Exercise task:
Output each entry that follows exactly. Images stay out.

— start —

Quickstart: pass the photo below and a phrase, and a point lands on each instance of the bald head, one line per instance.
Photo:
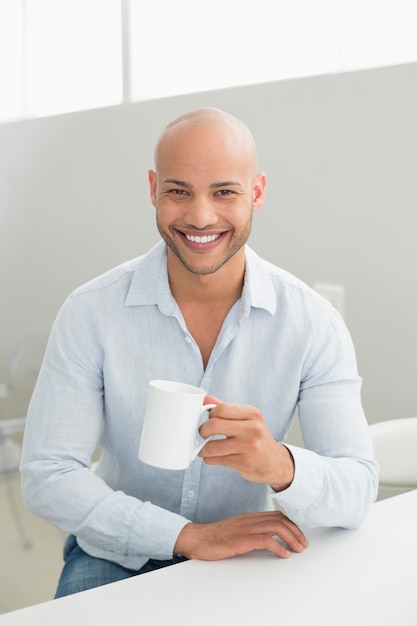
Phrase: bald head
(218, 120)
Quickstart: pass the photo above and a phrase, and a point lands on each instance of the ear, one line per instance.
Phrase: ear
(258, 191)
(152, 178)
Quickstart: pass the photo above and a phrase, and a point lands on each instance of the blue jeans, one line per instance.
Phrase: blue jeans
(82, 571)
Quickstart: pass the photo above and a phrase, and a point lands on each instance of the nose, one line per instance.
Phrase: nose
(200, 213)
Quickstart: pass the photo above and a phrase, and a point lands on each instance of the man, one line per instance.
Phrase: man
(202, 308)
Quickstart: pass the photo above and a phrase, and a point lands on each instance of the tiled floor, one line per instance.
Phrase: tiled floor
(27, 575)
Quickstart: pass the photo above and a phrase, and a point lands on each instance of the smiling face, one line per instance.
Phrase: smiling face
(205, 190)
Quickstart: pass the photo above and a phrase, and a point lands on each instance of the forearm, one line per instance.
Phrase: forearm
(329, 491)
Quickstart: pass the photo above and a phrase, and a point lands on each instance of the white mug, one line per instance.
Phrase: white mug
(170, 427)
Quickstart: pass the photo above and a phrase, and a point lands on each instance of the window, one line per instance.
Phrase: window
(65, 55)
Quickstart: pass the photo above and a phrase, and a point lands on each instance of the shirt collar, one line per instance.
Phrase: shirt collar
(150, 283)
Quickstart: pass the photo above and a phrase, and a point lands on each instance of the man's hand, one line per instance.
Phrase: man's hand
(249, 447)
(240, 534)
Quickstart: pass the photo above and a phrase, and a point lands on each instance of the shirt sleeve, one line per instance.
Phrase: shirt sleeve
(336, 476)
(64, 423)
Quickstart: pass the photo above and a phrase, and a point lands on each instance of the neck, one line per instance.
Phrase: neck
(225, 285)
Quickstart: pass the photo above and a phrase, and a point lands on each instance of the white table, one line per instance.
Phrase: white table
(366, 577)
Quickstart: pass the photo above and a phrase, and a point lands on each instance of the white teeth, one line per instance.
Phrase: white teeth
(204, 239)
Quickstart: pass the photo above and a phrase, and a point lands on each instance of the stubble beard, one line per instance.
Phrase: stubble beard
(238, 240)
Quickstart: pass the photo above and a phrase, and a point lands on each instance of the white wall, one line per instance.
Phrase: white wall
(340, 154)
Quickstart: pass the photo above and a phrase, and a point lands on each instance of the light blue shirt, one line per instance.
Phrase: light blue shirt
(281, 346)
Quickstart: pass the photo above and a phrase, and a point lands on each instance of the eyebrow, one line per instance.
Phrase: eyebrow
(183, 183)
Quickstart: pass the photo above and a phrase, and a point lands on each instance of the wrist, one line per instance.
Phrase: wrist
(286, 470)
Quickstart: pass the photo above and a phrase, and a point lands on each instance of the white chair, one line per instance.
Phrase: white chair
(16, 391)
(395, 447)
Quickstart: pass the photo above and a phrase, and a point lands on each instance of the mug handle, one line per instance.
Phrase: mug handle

— end —

Answer below:
Quickstart: pass the photo below and a phrase, and a point lands on each instance of the bald head, one line per instance.
Photo:
Phrase: bald head
(218, 120)
Quickstart: pass the photo above and a phrase, and a point lands on each instance of the ear, one line per instance.
Phrase: ear
(258, 191)
(152, 178)
Quickstart: pass the photo above and a phrase, and a point lands on each instance of the blue jeans, one line per instance.
Phrase: blue jeans
(82, 571)
Quickstart: pass the photo above and a phrase, and a point lands on each instance of the nose, one line per instance.
Phrase: nose
(200, 213)
Quickstart: pass the photo above and a phrase, and a point lands on each instance of the man, one line per instance.
Phrase: man
(202, 308)
Quickstart: pass the photo above and a phrase, and a point lands on each instance of the tiled floor, one line per instance.
Phrase: tiled floor
(27, 575)
Quickstart: pass the photo above and a phrase, and a point lands on each instance of the smiling face, one line per instance.
Phrase: smiling face
(205, 190)
Quickstart: pass the photo above and a phrase, and a point lands on each instance of the forearm, one line per instance.
Phrase: forearm
(329, 491)
Quickstart: pass the photo above and a phrase, and a point lands on each instance of the white mug, one line per instance.
Phrase: white mug
(170, 427)
Quickstart: pass the photo above and a phrase, and a point lands on each instance of the window, one line per instance.
Phrase: window
(65, 55)
Quickstart: pass the photo above and a phrase, and a point lands on each instance of the shirt collar, one line per instance.
Phrase: shirt collar
(150, 283)
Quickstart: pass the photo above and a phrase, and a point lands on each instance of the man's hand, one line per instance.
Phrase: man's hand
(249, 447)
(240, 534)
Quickstart: pass the photo above and a phrase, and a point lands on each instance of the shirt sleeve, one line per instance.
Phrase: shirt sleeve
(336, 476)
(64, 423)
Quickstart: pass the photo above and a phrase, and a point lands on each instance of the neck, one line per instance.
Phrase: neck
(225, 285)
Quickstart: pass the photo above and a phrase, and a point lands on each instance of the white table, one line per instance.
Phrase: white table
(366, 577)
Quickstart: pass the photo above and a phrase, and a point lands on each instance of the white teeth, one line per instance.
Phrase: white teeth
(204, 239)
Quickstart: pass the photo above and a phrase, and a point lands on each instance of the stubble beard, one line per instance.
Phrase: stubble beard
(238, 240)
Quickstart: pass the photo above and a phrase, and a point lands on each instance of the white wall, one line per instance.
Phrase: white wall
(340, 154)
Quickstart: pass the photo above and a phrase, and a point lands on each instance of the light blue shirt, one line per instance.
Phrase: light blue shirt
(281, 346)
Quickstart: pass the photo above and a phrase, and a point lands on each instance of the eyebrow, one line per instance.
Phrase: eyebrow
(183, 183)
Quickstart: pass the photo above and a phrase, and a point lands on each instance of the wrist, one line per instance.
Phrase: wrist
(286, 470)
Quickstart: pass the photo above and a phrase, and a point lands on each instance of the white chair, one line per instance.
Phrase: white chair
(16, 391)
(395, 447)
Quickstart: pass the photo above and a phrase, and a point lands on each instance of the mug handle, one line per instance.
Phrase: mug handle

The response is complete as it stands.